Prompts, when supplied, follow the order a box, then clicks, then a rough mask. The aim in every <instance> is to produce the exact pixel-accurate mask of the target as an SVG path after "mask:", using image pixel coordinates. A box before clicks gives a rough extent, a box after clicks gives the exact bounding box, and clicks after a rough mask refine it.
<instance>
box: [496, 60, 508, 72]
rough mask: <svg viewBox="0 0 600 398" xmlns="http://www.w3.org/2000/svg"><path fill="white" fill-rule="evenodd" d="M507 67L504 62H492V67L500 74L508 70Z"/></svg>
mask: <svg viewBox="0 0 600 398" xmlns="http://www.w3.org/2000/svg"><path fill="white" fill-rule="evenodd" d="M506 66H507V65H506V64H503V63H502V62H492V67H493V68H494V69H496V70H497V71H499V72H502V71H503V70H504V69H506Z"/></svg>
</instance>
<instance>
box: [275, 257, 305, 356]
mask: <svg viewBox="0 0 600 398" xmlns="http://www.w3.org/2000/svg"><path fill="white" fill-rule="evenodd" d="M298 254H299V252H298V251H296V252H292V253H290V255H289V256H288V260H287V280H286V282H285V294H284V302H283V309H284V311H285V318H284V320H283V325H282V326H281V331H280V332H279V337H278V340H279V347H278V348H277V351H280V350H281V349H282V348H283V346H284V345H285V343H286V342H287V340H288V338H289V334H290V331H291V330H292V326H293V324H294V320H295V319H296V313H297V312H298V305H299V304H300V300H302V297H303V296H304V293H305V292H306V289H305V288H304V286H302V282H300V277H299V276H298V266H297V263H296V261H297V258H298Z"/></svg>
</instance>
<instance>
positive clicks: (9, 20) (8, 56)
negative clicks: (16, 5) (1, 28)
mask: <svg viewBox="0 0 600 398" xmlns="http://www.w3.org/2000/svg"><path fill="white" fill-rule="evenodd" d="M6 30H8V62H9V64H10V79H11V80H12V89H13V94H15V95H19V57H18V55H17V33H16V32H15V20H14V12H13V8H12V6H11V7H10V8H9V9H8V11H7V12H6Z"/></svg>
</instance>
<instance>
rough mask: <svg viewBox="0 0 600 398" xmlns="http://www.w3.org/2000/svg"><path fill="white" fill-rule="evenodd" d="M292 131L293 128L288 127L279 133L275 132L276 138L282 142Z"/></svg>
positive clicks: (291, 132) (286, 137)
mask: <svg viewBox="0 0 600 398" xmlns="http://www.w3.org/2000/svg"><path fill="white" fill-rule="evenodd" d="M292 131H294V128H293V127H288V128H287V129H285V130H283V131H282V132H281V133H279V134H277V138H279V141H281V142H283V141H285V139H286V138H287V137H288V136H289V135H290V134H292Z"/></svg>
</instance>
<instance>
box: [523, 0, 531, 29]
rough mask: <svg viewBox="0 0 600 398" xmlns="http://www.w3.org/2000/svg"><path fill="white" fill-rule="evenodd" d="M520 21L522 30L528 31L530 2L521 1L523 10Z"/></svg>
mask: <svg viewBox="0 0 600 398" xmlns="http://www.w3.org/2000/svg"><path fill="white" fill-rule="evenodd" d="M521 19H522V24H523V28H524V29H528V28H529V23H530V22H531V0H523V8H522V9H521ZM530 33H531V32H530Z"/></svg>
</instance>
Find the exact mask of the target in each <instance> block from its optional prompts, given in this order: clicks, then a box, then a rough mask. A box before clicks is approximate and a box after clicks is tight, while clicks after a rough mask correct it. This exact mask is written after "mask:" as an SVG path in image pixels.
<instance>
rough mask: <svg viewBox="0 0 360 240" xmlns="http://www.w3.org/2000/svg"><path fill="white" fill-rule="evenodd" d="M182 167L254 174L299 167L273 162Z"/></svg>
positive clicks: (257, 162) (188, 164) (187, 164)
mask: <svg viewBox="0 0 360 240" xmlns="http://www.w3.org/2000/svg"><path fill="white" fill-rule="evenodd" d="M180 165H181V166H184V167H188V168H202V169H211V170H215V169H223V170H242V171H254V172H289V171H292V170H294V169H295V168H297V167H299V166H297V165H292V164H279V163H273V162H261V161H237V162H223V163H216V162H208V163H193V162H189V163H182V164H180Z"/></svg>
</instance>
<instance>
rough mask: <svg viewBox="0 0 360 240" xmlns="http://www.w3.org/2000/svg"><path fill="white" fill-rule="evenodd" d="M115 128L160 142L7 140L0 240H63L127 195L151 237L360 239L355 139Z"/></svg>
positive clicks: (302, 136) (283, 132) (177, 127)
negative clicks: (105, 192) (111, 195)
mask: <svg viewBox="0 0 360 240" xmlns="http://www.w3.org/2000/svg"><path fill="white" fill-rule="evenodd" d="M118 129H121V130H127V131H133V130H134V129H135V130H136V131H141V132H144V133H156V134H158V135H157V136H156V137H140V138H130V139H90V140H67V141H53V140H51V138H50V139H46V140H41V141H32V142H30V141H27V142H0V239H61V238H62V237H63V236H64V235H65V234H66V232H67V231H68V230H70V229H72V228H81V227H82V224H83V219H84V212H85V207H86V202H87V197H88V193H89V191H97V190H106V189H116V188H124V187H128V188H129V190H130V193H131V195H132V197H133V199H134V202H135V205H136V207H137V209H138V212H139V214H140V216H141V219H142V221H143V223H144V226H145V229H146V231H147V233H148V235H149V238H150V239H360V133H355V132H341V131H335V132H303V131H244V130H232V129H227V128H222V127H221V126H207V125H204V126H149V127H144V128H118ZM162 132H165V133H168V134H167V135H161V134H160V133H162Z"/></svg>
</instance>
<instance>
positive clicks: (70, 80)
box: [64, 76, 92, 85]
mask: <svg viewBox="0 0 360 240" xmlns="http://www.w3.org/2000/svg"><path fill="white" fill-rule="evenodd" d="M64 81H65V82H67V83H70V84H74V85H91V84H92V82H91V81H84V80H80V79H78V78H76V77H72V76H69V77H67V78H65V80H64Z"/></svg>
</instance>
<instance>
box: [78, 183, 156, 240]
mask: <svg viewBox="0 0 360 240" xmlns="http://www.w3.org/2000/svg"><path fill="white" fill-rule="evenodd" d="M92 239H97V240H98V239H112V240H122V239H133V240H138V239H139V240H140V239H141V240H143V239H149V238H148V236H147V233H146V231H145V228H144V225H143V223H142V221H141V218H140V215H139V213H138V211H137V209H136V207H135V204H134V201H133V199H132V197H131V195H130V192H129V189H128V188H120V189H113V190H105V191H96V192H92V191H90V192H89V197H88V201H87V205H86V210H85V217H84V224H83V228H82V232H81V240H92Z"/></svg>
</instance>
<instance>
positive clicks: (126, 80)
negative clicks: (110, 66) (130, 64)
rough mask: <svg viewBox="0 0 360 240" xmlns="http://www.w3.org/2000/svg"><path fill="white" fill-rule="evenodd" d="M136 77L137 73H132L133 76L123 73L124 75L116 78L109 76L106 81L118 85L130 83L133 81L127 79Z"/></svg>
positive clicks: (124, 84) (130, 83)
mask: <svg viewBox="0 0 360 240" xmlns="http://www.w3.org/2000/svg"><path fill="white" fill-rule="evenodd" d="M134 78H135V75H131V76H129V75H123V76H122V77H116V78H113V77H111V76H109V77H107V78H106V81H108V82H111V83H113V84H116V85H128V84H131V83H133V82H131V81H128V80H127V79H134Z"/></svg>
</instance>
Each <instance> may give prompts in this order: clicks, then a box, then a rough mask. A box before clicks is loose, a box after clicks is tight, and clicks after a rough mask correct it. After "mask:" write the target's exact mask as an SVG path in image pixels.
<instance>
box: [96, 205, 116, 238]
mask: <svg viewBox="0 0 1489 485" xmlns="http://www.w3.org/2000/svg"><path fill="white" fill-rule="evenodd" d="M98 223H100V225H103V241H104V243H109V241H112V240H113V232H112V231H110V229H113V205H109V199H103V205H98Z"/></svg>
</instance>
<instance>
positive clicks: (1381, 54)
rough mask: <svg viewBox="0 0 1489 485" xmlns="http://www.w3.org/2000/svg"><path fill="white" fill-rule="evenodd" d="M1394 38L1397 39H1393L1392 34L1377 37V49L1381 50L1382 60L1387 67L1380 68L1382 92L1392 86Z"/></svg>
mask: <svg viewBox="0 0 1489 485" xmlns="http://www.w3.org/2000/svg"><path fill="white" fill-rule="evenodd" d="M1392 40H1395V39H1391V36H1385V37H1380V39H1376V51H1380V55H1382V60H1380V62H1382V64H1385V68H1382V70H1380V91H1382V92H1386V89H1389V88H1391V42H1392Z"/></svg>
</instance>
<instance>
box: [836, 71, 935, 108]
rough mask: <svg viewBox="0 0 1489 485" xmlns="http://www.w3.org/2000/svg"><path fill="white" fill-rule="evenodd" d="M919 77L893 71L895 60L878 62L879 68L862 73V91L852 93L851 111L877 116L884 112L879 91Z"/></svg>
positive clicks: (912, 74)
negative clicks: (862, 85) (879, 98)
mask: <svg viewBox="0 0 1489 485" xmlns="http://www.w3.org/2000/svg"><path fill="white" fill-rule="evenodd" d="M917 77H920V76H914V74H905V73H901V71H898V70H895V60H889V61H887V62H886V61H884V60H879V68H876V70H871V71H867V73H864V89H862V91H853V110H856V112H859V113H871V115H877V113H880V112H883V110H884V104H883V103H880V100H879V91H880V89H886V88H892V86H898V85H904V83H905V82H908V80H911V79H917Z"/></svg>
--
[WHAT YOU ARE ASKED TO DO]: Retype only this range exactly: the first line of the data through the line where "box: [496, 60, 508, 72]" appears.

[EXERCISE RESULT]:
Prompts, when supplied, follow the order a box, then clicks, then a rough mask. The aim in every <instance> is to produce the exact pixel-accurate mask of the target as an SVG path after "mask:", using image pixel coordinates. A box before clicks gives a rough extent, a box after clicks gives the exact bounding box, and clicks after a rough mask refine it.
<instance>
box: [496, 60, 508, 72]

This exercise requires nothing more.